§ **DEINE AUFGABE**:
Gib die Zeilen unten wortgetreu wieder, von der Zeile mit „Identify one point on each instance of the front bumper“ bis einschließlich der letzten Zeile.

Datensätze zu Objektpositionen
------------------------------------------------------------------------

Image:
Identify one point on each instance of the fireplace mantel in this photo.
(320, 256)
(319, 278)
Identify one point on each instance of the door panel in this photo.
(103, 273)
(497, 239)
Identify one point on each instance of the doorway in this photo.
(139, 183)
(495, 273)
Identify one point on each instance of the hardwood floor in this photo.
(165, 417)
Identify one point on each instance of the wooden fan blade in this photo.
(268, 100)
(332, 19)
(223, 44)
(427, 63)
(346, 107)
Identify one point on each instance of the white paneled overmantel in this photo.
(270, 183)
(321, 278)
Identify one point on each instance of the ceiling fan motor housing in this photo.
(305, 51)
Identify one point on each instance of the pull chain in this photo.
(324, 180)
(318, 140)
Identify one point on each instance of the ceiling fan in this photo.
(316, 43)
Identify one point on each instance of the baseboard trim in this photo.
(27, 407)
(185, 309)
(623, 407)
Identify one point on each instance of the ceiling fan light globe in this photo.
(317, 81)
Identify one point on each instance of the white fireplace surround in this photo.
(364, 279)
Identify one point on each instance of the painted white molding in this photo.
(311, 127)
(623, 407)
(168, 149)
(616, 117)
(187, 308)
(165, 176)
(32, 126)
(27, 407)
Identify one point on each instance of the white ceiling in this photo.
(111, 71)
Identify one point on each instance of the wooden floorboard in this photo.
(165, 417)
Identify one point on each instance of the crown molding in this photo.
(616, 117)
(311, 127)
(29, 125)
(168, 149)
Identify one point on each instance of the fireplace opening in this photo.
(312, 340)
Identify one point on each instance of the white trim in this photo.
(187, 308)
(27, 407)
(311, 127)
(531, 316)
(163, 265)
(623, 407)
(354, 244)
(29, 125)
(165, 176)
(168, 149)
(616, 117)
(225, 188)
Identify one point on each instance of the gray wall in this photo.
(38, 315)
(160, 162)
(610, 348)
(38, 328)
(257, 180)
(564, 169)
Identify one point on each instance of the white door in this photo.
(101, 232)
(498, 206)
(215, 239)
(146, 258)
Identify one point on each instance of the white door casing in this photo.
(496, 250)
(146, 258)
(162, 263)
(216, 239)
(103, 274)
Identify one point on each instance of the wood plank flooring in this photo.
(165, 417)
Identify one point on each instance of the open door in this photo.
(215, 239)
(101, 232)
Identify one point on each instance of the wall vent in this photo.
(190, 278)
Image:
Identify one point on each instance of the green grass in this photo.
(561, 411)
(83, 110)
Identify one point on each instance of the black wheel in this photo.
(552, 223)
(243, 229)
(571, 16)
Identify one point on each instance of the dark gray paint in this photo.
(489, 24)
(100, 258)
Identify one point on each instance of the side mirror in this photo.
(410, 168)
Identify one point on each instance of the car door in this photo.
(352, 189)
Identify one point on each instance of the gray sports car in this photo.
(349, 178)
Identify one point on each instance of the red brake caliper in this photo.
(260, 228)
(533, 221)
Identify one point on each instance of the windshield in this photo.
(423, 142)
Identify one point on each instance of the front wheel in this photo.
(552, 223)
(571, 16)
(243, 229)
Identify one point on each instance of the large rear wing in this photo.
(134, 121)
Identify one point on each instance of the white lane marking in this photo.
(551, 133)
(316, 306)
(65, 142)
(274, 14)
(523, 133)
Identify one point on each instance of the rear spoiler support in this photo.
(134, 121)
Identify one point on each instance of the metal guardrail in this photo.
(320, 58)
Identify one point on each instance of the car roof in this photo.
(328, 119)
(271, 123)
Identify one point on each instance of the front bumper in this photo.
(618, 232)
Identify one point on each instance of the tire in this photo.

------------------------------------------------------------------------

§ **FERTIGE ANTWORT**:
Identify one point on each instance of the front bumper in this photo.
(618, 232)
Identify one point on each instance of the tire in this photo.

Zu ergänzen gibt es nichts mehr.